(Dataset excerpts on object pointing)
============================================================

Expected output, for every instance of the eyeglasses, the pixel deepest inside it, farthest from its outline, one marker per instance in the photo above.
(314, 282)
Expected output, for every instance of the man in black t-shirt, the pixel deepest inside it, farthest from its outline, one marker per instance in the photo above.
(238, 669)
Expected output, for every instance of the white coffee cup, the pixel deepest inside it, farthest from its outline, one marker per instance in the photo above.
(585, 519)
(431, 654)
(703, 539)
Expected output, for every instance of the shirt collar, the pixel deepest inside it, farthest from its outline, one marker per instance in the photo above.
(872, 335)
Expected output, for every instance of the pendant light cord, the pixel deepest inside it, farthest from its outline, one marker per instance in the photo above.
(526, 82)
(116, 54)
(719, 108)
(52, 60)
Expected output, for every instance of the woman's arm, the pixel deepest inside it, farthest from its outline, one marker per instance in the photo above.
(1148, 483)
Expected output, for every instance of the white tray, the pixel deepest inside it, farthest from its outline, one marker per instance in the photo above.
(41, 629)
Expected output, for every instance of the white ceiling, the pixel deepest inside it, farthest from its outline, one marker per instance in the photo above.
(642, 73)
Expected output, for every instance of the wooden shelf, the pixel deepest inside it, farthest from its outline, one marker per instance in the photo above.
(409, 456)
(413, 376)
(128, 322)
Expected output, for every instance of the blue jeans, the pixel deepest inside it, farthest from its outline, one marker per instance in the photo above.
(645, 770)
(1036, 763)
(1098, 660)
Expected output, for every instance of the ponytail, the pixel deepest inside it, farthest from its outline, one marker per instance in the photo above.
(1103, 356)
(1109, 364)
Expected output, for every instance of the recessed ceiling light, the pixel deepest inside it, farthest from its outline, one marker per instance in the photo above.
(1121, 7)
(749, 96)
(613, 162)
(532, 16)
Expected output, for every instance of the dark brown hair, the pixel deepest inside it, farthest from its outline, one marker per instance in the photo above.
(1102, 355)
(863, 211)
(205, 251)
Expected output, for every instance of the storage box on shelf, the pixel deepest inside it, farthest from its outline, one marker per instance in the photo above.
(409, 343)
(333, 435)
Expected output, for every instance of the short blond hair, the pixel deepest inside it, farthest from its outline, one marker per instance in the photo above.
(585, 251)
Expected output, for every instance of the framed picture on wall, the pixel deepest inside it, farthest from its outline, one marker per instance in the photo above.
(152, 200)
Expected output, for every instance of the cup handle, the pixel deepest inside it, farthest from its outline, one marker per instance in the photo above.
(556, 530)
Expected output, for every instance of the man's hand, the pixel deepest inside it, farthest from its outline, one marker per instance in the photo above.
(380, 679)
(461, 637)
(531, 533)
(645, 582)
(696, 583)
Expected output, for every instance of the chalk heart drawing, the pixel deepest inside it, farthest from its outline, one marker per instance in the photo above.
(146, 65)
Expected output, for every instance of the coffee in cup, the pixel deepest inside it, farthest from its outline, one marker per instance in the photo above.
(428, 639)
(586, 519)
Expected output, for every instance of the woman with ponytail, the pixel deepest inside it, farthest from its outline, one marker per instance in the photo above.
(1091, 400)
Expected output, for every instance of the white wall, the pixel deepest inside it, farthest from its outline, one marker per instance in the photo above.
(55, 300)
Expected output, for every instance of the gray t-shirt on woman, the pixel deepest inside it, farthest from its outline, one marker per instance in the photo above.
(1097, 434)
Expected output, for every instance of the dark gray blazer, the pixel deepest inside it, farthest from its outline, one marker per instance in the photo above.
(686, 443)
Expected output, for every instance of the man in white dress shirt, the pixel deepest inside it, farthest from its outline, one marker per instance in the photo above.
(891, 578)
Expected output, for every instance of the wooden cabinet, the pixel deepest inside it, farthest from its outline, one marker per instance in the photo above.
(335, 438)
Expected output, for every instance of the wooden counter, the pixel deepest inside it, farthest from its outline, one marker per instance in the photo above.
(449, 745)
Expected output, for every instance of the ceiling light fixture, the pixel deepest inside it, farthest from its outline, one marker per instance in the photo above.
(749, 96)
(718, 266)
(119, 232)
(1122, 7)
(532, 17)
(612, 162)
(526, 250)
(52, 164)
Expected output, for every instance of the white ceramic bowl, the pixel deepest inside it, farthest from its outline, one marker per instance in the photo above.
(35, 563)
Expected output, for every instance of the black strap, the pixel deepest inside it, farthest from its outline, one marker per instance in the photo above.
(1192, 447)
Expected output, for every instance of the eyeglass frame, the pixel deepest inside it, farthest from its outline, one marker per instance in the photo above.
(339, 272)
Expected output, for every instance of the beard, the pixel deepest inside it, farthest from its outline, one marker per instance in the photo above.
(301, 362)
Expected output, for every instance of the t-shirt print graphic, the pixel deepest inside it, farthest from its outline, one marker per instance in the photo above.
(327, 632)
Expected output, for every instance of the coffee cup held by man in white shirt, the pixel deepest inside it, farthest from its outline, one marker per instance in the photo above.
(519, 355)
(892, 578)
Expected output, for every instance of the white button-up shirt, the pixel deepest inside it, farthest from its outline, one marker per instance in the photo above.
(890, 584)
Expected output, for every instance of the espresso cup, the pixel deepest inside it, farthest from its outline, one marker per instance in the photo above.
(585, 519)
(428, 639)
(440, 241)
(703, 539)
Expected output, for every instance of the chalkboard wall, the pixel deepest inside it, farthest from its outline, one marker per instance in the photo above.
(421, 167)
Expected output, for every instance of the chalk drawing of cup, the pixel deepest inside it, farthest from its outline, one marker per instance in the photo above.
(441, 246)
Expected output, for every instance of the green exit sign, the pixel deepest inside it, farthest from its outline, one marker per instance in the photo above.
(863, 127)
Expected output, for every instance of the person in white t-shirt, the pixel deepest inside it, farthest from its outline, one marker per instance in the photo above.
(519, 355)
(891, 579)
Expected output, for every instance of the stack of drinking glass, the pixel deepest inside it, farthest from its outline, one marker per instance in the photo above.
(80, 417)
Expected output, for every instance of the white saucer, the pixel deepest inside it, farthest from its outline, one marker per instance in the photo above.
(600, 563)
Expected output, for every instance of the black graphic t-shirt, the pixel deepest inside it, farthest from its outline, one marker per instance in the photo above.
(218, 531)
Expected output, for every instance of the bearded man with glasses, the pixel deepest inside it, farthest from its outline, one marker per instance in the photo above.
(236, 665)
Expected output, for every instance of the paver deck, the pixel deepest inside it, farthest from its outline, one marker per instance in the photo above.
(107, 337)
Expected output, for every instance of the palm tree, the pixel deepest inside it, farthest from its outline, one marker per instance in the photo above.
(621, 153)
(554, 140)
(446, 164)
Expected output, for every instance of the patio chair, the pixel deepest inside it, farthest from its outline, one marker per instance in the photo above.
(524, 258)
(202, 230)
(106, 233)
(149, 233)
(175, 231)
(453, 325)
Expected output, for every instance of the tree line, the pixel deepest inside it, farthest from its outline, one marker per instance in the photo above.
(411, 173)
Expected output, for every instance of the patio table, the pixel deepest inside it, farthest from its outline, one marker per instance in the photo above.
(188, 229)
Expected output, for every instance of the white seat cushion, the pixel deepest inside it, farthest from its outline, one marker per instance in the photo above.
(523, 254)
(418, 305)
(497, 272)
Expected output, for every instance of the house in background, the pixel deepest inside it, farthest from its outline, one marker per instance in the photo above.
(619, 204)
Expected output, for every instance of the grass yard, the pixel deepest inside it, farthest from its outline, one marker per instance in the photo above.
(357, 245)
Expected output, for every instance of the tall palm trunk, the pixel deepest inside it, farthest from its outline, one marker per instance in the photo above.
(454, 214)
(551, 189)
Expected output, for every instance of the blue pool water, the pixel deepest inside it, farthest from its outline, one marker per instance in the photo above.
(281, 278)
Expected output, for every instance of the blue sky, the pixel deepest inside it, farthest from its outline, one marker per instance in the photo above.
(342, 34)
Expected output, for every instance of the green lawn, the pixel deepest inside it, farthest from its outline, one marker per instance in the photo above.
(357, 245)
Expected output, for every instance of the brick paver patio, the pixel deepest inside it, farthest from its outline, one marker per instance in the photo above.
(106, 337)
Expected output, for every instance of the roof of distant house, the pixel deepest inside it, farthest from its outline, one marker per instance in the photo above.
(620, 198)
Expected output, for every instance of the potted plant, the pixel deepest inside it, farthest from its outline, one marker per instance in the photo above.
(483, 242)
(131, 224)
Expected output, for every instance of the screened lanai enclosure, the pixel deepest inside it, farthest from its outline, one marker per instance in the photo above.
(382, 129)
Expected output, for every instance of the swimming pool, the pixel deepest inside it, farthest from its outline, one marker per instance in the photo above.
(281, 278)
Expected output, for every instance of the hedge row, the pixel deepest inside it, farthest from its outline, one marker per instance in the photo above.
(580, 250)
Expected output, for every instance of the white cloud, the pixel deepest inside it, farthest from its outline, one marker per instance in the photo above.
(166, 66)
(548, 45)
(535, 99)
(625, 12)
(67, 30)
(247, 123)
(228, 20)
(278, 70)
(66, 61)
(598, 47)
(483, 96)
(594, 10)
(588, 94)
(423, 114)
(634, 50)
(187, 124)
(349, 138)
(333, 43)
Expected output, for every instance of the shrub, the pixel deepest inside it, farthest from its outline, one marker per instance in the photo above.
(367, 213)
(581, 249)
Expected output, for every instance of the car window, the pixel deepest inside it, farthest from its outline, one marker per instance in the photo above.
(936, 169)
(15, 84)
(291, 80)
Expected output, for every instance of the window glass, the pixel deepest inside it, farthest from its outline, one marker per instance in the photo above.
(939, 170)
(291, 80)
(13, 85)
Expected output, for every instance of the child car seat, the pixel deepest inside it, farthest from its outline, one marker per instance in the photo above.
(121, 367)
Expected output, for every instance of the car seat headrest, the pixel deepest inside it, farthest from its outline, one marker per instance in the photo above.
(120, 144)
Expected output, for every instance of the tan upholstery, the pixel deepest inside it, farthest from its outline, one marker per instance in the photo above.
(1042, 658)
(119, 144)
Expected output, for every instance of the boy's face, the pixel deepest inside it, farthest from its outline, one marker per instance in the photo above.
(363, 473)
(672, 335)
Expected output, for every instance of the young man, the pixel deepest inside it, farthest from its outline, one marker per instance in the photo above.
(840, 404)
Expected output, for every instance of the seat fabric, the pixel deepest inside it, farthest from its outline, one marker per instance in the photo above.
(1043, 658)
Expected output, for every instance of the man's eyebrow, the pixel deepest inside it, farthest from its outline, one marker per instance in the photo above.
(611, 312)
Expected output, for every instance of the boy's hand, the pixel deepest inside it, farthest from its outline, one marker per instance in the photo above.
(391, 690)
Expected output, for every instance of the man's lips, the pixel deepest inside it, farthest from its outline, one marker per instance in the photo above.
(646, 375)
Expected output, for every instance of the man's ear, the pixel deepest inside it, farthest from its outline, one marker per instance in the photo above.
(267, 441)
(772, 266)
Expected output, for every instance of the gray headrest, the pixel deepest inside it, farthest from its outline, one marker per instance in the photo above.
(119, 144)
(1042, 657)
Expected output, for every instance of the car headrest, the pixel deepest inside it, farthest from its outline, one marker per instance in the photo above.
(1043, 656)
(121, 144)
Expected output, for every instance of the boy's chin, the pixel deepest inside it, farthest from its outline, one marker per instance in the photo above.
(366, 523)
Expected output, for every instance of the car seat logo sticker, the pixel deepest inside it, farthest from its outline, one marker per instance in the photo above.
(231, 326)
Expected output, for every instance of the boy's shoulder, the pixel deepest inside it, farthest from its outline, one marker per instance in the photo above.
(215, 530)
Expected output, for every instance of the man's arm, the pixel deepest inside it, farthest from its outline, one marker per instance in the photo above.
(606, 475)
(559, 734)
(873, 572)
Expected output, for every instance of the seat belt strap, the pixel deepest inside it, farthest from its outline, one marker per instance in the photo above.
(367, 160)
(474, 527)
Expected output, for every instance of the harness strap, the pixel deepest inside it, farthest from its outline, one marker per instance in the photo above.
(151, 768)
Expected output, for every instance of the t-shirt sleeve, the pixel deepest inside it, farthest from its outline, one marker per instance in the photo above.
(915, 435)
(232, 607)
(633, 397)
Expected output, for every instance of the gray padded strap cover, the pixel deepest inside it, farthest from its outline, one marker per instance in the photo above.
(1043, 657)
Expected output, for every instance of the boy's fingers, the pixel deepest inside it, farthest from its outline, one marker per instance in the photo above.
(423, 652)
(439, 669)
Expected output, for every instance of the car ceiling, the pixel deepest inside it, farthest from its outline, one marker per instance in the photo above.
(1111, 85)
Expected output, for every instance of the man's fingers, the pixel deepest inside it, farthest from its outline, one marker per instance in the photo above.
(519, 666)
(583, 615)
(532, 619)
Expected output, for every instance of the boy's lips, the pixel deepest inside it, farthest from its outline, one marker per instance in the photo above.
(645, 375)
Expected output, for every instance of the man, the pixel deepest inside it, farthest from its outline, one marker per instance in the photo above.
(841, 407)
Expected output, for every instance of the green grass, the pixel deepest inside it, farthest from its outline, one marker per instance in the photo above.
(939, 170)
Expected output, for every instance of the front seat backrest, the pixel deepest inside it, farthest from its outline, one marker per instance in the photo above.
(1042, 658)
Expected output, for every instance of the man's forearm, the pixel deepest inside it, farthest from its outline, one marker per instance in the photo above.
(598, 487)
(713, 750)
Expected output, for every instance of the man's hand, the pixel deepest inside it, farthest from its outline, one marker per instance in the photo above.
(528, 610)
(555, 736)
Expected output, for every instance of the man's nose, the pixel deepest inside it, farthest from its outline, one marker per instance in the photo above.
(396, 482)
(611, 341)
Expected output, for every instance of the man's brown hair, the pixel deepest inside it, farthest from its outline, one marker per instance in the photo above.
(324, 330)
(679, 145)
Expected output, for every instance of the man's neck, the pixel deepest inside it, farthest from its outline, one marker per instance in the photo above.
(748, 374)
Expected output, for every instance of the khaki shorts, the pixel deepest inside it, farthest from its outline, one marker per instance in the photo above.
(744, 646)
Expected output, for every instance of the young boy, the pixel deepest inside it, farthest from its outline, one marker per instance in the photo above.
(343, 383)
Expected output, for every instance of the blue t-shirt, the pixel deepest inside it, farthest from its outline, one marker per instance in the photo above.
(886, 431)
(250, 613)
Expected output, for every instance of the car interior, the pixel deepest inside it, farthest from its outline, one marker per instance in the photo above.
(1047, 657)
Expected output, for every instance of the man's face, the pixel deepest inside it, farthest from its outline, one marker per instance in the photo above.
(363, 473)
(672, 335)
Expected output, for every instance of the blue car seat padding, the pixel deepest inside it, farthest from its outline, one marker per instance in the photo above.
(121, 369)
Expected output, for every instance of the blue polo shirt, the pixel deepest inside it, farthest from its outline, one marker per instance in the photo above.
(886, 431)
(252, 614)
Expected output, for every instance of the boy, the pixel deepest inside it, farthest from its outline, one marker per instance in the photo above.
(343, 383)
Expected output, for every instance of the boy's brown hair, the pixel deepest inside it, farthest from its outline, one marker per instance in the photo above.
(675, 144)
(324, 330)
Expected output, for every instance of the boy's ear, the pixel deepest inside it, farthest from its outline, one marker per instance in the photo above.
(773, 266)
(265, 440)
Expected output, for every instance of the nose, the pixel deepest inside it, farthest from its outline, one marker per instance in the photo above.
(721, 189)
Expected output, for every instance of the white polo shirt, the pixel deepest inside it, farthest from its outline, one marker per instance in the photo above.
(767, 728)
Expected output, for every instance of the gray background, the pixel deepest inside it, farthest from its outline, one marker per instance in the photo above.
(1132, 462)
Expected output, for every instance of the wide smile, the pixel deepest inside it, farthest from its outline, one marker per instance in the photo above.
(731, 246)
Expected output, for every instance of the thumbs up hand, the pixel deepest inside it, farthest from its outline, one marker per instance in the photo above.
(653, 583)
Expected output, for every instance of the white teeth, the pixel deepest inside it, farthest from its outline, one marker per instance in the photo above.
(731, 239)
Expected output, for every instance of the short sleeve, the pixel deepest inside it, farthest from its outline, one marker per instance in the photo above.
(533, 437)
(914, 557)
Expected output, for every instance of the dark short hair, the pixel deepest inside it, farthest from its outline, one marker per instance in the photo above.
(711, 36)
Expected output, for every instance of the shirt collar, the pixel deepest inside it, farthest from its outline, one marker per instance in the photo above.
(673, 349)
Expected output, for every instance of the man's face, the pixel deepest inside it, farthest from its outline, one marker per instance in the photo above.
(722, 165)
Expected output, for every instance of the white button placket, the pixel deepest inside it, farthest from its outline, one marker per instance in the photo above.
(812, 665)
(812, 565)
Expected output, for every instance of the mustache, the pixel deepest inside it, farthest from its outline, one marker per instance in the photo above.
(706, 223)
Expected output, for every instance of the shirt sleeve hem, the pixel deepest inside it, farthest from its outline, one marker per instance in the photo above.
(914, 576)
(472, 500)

============================================================

Repeat word for word every line from the one that holds "Expected output, for every instance of the gray background, the" to the end. Both ends count.

Expected output, for every instance of the gray background, the pixel deepest inside it, farthest from its outline, one marker per instance in the photo above.
(1132, 462)
Expected output, for every instance of the wide smile, the pixel deepest inside it, farthest from its outline, one marker per instance in the photo above.
(731, 246)
Expected output, for every instance of the thumbs up hand, the pixel deepest inside it, farthest from its outline, one marker per instance in the photo above.
(653, 583)
Expected output, for every instance of the white teeth, the pixel deepest inside it, farthest from its outline, one marker per instance in the photo above.
(731, 239)
Expected output, for every instance of the short sleeve, the pixel deepest inside it, farthest from its outline, one marker per instance in the photo above.
(533, 437)
(914, 557)
Expected output, for every instance of the dark short hair, the pixel deepest inside it, farthest from its outline, one marker per instance in the photo above.
(711, 36)
Expected output, for every instance of the shirt collar, the pixel deepest inside it, farthest from its outline, one marker per instance in the photo above.
(673, 349)
Expected output, for every instance of the man's face, the pixel deepest inside it, farthest from its outline, one marker per instance in the photo above.
(722, 165)
Expected output, for every instance of the white button placket, the pixel deepest inside it, farthest from its outline, one marker per instance in the photo above.
(812, 665)
(812, 565)
Expected output, for every instance of the mustache, the pixel deepest inside it, farthest from its outline, one marker per instance in the photo above.
(706, 223)
Expected output, for every instance of the shirt sleeve hem, the pixel deepest inside it, farthest from its outline, one marker per instance in the photo above.
(914, 576)
(472, 500)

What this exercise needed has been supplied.